>> BEGIN SUPPLIED DATA

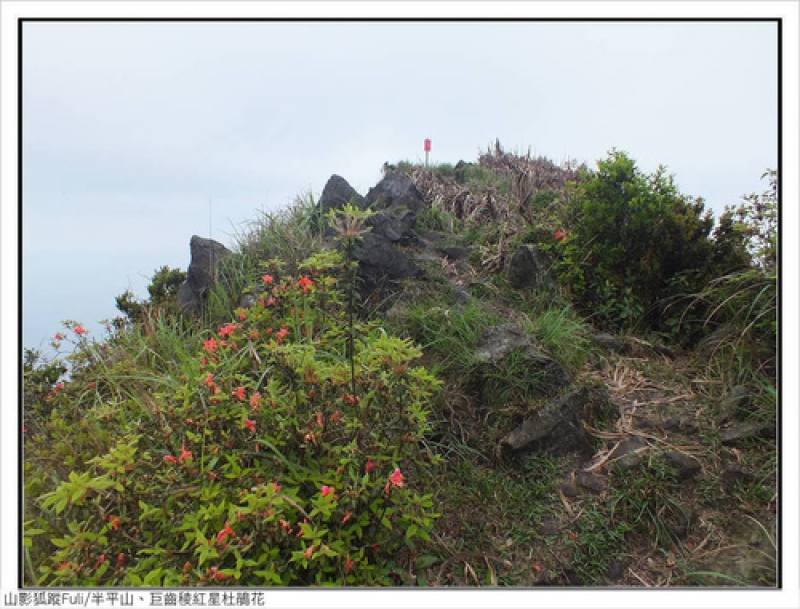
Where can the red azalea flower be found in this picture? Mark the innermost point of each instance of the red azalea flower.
(210, 345)
(305, 283)
(396, 478)
(227, 330)
(225, 532)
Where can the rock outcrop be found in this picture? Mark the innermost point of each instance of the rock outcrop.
(205, 255)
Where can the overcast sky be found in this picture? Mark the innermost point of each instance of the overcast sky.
(131, 128)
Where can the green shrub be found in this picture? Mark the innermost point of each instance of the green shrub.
(256, 465)
(633, 235)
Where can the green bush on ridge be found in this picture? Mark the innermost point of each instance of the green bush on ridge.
(260, 468)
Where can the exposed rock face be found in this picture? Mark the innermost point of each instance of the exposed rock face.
(396, 201)
(557, 427)
(205, 255)
(499, 342)
(395, 192)
(337, 193)
(380, 263)
(396, 227)
(526, 267)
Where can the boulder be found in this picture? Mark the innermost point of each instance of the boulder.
(395, 192)
(499, 342)
(337, 193)
(205, 255)
(381, 264)
(557, 427)
(397, 227)
(526, 267)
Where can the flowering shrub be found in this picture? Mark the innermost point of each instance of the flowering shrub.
(263, 467)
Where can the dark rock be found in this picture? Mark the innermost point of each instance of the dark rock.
(382, 264)
(337, 193)
(397, 227)
(747, 431)
(734, 405)
(395, 192)
(557, 427)
(499, 342)
(526, 267)
(686, 466)
(589, 481)
(630, 453)
(205, 255)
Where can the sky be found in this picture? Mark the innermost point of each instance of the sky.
(138, 135)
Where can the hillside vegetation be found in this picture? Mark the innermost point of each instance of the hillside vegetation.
(303, 430)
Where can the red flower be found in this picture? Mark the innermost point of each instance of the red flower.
(305, 283)
(396, 479)
(227, 330)
(225, 532)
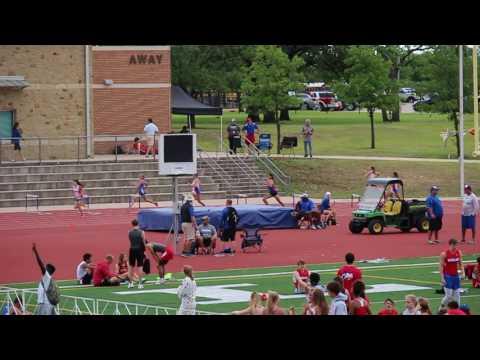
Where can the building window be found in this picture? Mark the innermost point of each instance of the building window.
(6, 123)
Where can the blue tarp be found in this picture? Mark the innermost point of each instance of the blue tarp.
(256, 216)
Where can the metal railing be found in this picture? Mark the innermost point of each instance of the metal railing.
(43, 149)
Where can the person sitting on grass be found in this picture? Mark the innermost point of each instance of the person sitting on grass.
(424, 306)
(327, 213)
(85, 270)
(166, 254)
(103, 276)
(411, 305)
(206, 237)
(359, 305)
(338, 305)
(453, 308)
(301, 278)
(272, 307)
(389, 308)
(254, 308)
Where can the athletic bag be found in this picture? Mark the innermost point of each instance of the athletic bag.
(53, 292)
(146, 266)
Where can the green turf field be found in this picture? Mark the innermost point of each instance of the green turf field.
(348, 133)
(229, 289)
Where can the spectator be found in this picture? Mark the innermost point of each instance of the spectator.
(349, 273)
(187, 293)
(301, 278)
(307, 132)
(272, 191)
(16, 138)
(85, 270)
(136, 255)
(389, 308)
(121, 267)
(411, 305)
(453, 308)
(359, 304)
(327, 213)
(196, 190)
(305, 211)
(337, 306)
(424, 306)
(449, 265)
(102, 276)
(272, 307)
(250, 129)
(469, 212)
(372, 173)
(318, 304)
(47, 288)
(206, 236)
(234, 137)
(435, 214)
(150, 130)
(188, 226)
(228, 226)
(254, 308)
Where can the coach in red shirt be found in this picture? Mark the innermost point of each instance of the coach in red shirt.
(103, 275)
(349, 273)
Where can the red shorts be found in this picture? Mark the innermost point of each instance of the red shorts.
(167, 255)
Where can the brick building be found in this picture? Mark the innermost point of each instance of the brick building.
(68, 92)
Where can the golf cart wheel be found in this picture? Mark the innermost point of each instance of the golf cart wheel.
(375, 227)
(423, 225)
(355, 227)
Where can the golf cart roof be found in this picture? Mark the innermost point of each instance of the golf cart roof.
(384, 181)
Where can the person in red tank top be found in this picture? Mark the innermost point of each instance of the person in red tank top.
(449, 266)
(301, 276)
(359, 305)
(389, 308)
(349, 273)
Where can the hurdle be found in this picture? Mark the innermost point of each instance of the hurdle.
(29, 196)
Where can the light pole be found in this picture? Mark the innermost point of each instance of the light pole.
(460, 127)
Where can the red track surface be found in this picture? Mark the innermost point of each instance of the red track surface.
(63, 236)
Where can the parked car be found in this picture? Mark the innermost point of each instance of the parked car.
(325, 99)
(424, 101)
(407, 95)
(306, 102)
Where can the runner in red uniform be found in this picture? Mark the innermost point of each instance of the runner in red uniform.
(359, 305)
(349, 273)
(450, 264)
(301, 275)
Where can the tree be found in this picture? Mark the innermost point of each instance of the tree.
(269, 79)
(442, 72)
(397, 56)
(366, 82)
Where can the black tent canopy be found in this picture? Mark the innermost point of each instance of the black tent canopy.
(184, 104)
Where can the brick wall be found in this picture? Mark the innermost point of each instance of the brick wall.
(124, 108)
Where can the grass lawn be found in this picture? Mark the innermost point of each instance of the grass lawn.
(384, 280)
(344, 177)
(348, 133)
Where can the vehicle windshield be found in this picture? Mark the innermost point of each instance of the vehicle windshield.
(371, 197)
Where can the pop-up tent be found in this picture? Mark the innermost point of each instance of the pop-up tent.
(184, 104)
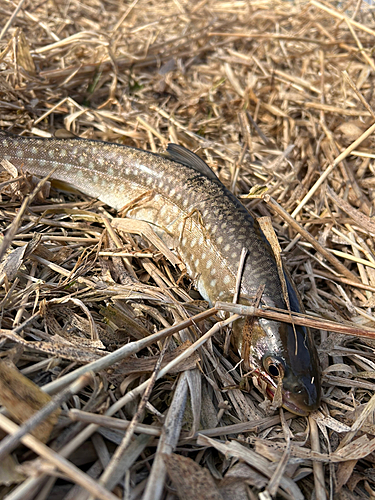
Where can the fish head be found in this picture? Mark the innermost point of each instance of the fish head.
(284, 358)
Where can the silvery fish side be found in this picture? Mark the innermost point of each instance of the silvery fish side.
(197, 215)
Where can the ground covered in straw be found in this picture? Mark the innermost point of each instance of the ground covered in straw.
(269, 93)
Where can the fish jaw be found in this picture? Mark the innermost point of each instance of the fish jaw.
(274, 344)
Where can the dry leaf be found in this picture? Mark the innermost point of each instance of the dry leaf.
(22, 398)
(190, 480)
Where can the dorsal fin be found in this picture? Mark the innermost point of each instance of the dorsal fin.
(62, 133)
(190, 159)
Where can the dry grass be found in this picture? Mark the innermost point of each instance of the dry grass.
(269, 92)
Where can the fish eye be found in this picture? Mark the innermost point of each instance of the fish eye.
(273, 366)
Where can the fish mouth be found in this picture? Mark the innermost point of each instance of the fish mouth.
(287, 396)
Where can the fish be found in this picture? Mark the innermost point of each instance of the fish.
(196, 215)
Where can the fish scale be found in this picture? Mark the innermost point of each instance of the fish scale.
(194, 214)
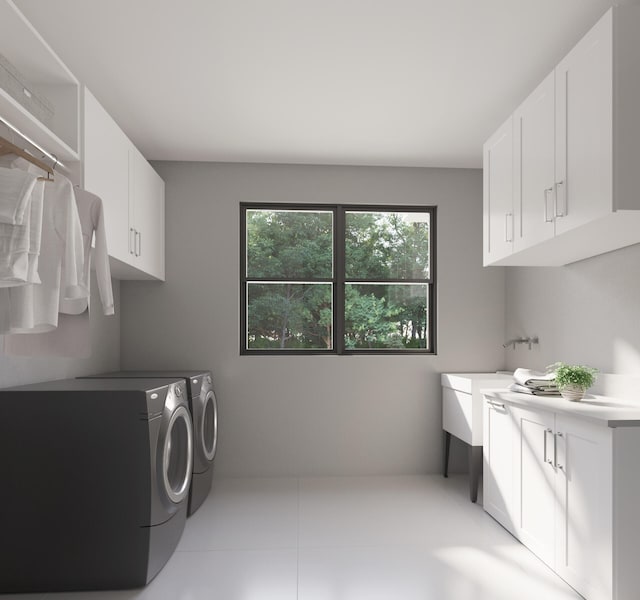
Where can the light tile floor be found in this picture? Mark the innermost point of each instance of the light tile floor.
(377, 538)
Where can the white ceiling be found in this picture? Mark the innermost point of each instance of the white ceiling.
(359, 82)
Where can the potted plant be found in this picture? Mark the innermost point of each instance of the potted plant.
(573, 380)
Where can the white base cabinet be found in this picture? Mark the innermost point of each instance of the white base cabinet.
(132, 194)
(569, 490)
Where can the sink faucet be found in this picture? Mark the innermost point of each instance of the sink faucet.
(521, 340)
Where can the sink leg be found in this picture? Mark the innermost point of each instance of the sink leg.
(447, 446)
(475, 468)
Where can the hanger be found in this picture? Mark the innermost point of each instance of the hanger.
(6, 147)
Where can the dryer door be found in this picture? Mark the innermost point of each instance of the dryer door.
(209, 426)
(177, 455)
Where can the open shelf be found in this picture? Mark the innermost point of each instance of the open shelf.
(47, 77)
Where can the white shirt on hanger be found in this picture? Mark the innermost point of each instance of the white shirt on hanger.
(34, 308)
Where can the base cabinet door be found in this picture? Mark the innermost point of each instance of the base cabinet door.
(584, 531)
(534, 499)
(498, 479)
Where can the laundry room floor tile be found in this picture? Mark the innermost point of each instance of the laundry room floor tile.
(402, 573)
(379, 511)
(245, 514)
(344, 538)
(218, 575)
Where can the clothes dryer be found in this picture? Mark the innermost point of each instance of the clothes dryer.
(204, 414)
(96, 475)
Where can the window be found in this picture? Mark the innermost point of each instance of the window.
(337, 279)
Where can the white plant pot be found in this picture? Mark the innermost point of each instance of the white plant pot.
(572, 392)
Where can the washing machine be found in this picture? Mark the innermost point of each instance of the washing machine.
(204, 413)
(95, 479)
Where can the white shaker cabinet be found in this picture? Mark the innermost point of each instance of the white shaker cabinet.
(584, 490)
(575, 178)
(106, 173)
(146, 216)
(535, 478)
(498, 463)
(584, 129)
(569, 487)
(498, 221)
(132, 194)
(534, 175)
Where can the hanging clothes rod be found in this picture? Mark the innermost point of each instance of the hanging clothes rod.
(52, 157)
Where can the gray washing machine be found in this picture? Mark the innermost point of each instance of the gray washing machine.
(95, 480)
(204, 413)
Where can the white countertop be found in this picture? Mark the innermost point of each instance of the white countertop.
(603, 410)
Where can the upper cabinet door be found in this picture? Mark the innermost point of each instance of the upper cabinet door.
(148, 216)
(584, 500)
(498, 194)
(534, 192)
(106, 173)
(584, 129)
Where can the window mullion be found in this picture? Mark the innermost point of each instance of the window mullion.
(339, 274)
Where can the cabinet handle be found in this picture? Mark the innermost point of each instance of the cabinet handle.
(496, 404)
(564, 211)
(546, 205)
(555, 451)
(547, 460)
(508, 236)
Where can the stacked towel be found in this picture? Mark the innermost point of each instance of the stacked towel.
(20, 223)
(527, 381)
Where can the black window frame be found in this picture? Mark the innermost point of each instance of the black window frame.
(338, 280)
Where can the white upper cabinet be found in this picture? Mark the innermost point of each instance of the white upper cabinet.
(132, 194)
(39, 96)
(534, 178)
(106, 173)
(584, 128)
(498, 194)
(146, 216)
(575, 178)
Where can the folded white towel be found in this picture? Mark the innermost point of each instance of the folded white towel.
(16, 187)
(529, 377)
(523, 389)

>> END SUPPLIED DATA

→ EXERCISE DETAILS
Take the lines from the one containing "Where can the upper" to the last line of the material above and write them out exactly.

→ ANSWER BELOW
Where can the upper cabinet door be found in this picture? Mark the innermost point of each instance of the upper cabinet door.
(148, 216)
(584, 500)
(498, 194)
(534, 192)
(106, 173)
(584, 129)
Where can the window mullion be found in this picture? Mark the innermost point of each instance of the window mullion.
(339, 274)
Where can the cabinet handle be found in this picture? Mark the innermost point of each instance of the cabinet handle.
(496, 404)
(564, 211)
(546, 205)
(555, 451)
(547, 460)
(508, 236)
Where can the stacked towel be found in this picture? Mark the innermost point of each instance of the stacked towel.
(20, 223)
(527, 381)
Where can the black window frame be found in this picture? Mark the innermost point of each instance of the black window frame.
(338, 280)
Where can the white upper cabinet be found in this picture? Mark the innermost point of each instance of the white upper cabinet.
(132, 194)
(39, 96)
(534, 178)
(106, 173)
(584, 128)
(498, 194)
(146, 216)
(575, 178)
Where can the folded white towel be found in this picture? Mark the innermost point of each instance of the folded white towel.
(16, 187)
(529, 377)
(523, 389)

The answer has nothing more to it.